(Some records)
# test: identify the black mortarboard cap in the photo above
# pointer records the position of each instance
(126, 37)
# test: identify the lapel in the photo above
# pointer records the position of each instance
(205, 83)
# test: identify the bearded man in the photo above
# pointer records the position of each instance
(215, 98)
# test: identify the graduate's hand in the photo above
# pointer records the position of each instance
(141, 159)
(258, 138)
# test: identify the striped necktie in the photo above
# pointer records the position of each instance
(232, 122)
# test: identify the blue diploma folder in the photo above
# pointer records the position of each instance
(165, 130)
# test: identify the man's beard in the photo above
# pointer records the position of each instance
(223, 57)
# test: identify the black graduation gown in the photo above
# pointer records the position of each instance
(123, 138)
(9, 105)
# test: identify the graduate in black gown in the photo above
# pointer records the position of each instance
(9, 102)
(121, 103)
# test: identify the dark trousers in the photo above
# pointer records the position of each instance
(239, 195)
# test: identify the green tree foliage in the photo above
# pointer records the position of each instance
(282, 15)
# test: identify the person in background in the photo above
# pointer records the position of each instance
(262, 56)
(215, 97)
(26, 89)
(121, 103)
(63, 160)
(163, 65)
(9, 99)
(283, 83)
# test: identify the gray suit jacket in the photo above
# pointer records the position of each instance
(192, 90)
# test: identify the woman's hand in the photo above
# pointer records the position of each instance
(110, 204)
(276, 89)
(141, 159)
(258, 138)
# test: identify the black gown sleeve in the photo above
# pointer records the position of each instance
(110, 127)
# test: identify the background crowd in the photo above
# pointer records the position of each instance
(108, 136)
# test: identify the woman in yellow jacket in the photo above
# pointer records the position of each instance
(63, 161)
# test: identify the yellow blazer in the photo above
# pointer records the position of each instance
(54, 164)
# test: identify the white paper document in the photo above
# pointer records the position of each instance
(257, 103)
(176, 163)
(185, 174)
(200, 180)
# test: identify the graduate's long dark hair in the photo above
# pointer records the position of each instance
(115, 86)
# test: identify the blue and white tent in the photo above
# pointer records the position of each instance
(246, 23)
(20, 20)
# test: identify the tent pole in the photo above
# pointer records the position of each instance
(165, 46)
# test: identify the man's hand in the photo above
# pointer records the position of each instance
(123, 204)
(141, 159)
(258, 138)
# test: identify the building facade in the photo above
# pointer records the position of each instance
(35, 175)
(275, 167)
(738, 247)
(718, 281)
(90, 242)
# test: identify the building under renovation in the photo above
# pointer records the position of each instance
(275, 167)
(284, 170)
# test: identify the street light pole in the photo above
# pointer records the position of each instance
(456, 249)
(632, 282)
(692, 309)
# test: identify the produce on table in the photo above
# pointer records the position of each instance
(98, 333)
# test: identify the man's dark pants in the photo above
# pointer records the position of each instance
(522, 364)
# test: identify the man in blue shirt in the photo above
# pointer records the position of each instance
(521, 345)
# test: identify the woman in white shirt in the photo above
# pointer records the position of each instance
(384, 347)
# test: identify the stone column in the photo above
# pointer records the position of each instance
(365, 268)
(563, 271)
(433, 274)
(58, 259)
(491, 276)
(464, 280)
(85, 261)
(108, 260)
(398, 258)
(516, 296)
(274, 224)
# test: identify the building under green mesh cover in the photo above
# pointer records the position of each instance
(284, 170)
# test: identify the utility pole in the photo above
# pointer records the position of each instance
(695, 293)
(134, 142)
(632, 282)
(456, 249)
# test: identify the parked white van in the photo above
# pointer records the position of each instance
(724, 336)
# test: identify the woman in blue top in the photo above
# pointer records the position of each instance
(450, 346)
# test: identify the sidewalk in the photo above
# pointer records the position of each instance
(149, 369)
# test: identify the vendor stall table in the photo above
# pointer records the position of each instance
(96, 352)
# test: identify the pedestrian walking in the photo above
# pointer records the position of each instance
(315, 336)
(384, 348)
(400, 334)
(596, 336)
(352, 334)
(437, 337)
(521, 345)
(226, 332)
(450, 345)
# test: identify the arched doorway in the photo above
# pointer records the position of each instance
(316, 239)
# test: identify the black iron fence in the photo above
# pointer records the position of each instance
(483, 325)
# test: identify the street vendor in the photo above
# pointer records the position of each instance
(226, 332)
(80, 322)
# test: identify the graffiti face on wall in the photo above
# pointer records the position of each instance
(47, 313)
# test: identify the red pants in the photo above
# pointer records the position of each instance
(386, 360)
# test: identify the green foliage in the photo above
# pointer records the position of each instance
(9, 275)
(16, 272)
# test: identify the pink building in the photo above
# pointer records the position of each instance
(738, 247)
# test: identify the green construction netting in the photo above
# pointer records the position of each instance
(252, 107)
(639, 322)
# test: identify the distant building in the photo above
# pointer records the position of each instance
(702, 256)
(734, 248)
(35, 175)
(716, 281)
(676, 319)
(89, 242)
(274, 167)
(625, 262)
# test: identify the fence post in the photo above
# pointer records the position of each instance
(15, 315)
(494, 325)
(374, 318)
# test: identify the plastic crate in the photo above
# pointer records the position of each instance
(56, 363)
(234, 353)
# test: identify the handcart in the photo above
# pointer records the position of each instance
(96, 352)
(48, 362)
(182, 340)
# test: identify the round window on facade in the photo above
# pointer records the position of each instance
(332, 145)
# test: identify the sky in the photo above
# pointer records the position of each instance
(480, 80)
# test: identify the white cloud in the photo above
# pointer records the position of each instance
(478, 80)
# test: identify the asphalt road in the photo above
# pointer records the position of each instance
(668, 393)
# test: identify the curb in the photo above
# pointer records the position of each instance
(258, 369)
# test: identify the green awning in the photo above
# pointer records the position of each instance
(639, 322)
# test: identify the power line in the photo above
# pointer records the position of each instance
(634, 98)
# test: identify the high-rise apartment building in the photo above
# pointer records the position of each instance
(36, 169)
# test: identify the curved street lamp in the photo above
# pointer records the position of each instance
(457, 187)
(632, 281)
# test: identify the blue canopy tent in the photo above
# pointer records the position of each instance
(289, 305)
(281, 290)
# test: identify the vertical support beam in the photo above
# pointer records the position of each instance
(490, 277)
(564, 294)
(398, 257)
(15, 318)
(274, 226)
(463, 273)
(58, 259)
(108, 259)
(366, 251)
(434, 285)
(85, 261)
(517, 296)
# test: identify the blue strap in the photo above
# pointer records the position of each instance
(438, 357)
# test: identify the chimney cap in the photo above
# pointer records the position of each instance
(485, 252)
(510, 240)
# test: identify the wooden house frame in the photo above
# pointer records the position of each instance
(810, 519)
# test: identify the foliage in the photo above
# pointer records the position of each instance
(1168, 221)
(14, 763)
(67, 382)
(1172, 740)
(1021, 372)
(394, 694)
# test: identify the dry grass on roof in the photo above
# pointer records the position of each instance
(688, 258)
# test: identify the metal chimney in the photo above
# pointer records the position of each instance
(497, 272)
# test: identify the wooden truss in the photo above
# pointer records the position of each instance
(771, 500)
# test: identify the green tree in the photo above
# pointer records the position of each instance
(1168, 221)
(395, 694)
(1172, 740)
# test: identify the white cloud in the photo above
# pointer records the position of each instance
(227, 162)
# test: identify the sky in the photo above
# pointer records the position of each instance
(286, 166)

**WHAT YOU SHOULD DO:** Copy out every line of the material above word for word.

**TASK OUTPUT:**
# test: identify the black mortarboard cap in the photo above
# pointer records the position of each instance
(126, 37)
# test: identify the lapel in the photo above
# pointer records the position of each instance
(205, 83)
# test: identify the bearded man in the photo above
# pointer records the position of each instance
(215, 98)
# test: identify the graduate's hand in the photo above
# pointer records the position of each instance
(141, 159)
(258, 138)
# test: identify the striped necktie in the photo above
# pointer records the position of each instance
(232, 122)
# test: identify the blue diploma folder in the photo above
# pointer records the position of each instance
(165, 130)
# test: identify the man's beard in the photo above
# pointer records the position of each instance
(223, 57)
# test: identify the black graduation gown in the photo above
# pointer records the position of each instance
(123, 138)
(9, 105)
# test: identify the graduate in black gown in the photo above
# pointer records the position of each instance
(9, 102)
(121, 103)
# test: identify the dark trousers in the photo above
# pointer records the position of each instance
(239, 195)
# test: identify the green tree foliage in the photo above
# pointer records the position of each instance
(282, 15)
# test: identify the person in background in the photo above
# pointer records the position of each instance
(262, 56)
(215, 97)
(26, 89)
(121, 103)
(63, 160)
(163, 65)
(9, 99)
(283, 83)
# test: identify the gray suit jacket in the photo above
# pointer records the position of each instance
(192, 90)
# test: identify the woman's hand in the photo above
# pointer records the position of each instance
(110, 204)
(276, 89)
(141, 159)
(258, 138)
# test: identify the black gown sleeve in the photo above
# pointer records the position of each instance
(110, 127)
# test: identify the background crowd in the photo above
# pointer records the position of each instance
(108, 136)
# test: identify the woman in yellow jacket in the photo above
# pointer records the position of each instance
(63, 161)
# test: identify the yellow blazer in the photo above
# pointer records the position of each instance
(54, 164)
# test: identify the white paper document in the photo above
# pointer records the position of each instance
(257, 103)
(176, 163)
(185, 174)
(200, 180)
# test: identify the graduate's long dark hair in the photo above
# pointer records the position of each instance
(115, 86)
# test: identify the blue and white tent in the photo above
# pointer records the position of each instance
(246, 23)
(20, 20)
# test: identify the tent pole in the photo above
# pointer records the position of each instance
(165, 46)
# test: identify the man's hand in the photo above
# pointer records the position of each instance
(123, 204)
(141, 159)
(258, 138)
# test: identify the building facade in the photo above
# pointer records the position of each instance
(35, 175)
(275, 167)
(738, 247)
(718, 281)
(90, 242)
# test: identify the building under renovation in the photo above
# pointer records the position of each instance
(275, 167)
(284, 170)
# test: identify the street light pole in the photo above
# pointer records the position of each instance
(456, 249)
(632, 282)
(692, 309)
# test: identify the produce on table in the photo above
# pointer records the position of each instance
(98, 333)
# test: identify the man's dark pants in the photo above
# pointer records the position of each instance
(522, 364)
# test: identify the man in blue shirt in the photo above
# pointer records the position of each instance
(521, 345)
# test: identify the woman in white shirt in the photo above
# pointer records the position of each instance
(384, 347)
# test: identify the stone column in the photo above
# pointer records the position of each instance
(365, 268)
(563, 271)
(433, 274)
(58, 259)
(491, 276)
(464, 280)
(85, 261)
(108, 260)
(398, 258)
(516, 296)
(274, 224)
# test: identify the building under green mesh cover in the photo above
# pointer records the position of each instance
(284, 170)
# test: identify the utility pole in the photo above
# pointer records the position of each instance
(695, 293)
(134, 142)
(632, 282)
(456, 249)
# test: identify the parked white van in the photo above
# pointer records the position of each instance
(724, 336)
# test: identify the woman in blue top in the photo above
# pointer records the position of each instance
(450, 346)
# test: identify the sidewalk in the photo above
# pointer records the position of each instance
(149, 369)
# test: identify the vendor stall table in the photo above
# pointer records the position of each instance
(96, 352)
# test: identify the pedestrian walking in the photo above
# pointer records the position of each instance
(315, 336)
(384, 348)
(400, 334)
(596, 336)
(352, 334)
(437, 337)
(521, 345)
(226, 332)
(450, 345)
# test: identify the arched doorway in the photo above
# pointer records the position of each instance
(316, 239)
# test: identify the black iron fence in the photo above
# pointer records the position of each instance
(483, 325)
# test: identify the street vendor in the photo above
# pointer records the position of each instance
(226, 332)
(80, 322)
# test: identify the graffiti face on wall in the photo above
# pointer records the position of each instance
(47, 313)
# test: identify the red pants in the photo above
# pointer records the position of each instance
(386, 360)
# test: identify the green foliage in the photo above
# pointer records the position of each instance
(9, 275)
(16, 272)
# test: identify the pink building in the photo above
# pointer records the position of each instance
(738, 247)
# test: identify the green construction netting in the photo above
# pointer records the position of each instance
(252, 107)
(639, 322)
# test: identify the distant building in the photo above
# pointer records the position of each instance
(702, 256)
(734, 248)
(35, 175)
(716, 281)
(676, 319)
(89, 242)
(274, 167)
(625, 262)
# test: identify the fence post in the photo above
# pointer records the position of each instance
(15, 315)
(494, 325)
(374, 318)
# test: identify the plastic crate in the photo above
# pointer records the position of each instance
(56, 363)
(234, 353)
# test: identify the handcart in the photo above
# pointer records the position of each instance
(96, 352)
(48, 362)
(182, 340)
# test: identify the round window on facade in the photo above
# pointer records the position of each instance
(332, 145)
# test: identify the sky in the photo above
# pointer records the position of each instance
(480, 80)
# test: identify the white cloud in the photo above
# pointer records the position of each instance
(478, 80)
# test: identify the asphalt road in the photo above
# pointer records the position of each instance
(668, 393)
# test: identify the curb in the photo above
# pointer records the position of each instance
(258, 369)
# test: identify the green awning in the photo above
# pointer records the position of each instance
(639, 322)
# test: identify the power line in the photo above
# pointer records the position of each instance
(634, 98)
# test: identify the high-rise apartment building in the photo above
# pointer records the position of each instance
(36, 169)
# test: identify the curved street lamp in the photo above
# pointer records the position of each instance
(457, 187)
(632, 281)
# test: identify the blue canopy tent in the photo above
# pointer records the position of each instance
(289, 305)
(281, 290)
# test: identify the vertical support beam in the photo above
# pointer records the position of each instance
(490, 277)
(564, 294)
(398, 257)
(15, 318)
(274, 226)
(463, 273)
(58, 259)
(108, 259)
(366, 251)
(434, 285)
(85, 261)
(517, 296)
# test: identify the blue strap in the photo above
# pointer records the position of each instance
(438, 357)
# test: identify the chimney cap in the photo above
# pointer records the position of each instance
(485, 252)
(510, 240)
# test: identify the wooden house frame in the photo above
# pointer records the position of each instance
(810, 519)
# test: identify the foliage in the photo above
# pointer records the position of each instance
(1168, 221)
(14, 763)
(67, 382)
(1172, 740)
(1021, 372)
(394, 694)
# test: identify the dry grass on roof in the photo above
# pointer records the position of each instance
(688, 258)
# test: identify the metal chimney in the photo above
# pointer records the position of each instance
(497, 272)
# test: identify the wooden truss in the photo above
# pointer records the position of each instance
(771, 500)
# test: identify the green tree in the photo above
# pointer records the position of each instance
(1168, 221)
(395, 694)
(1172, 740)
# test: identify the white cloud in the photo above
# pointer records the position of each instance
(227, 162)
# test: identify the sky in the photo above
# pointer records the position of each instance
(286, 166)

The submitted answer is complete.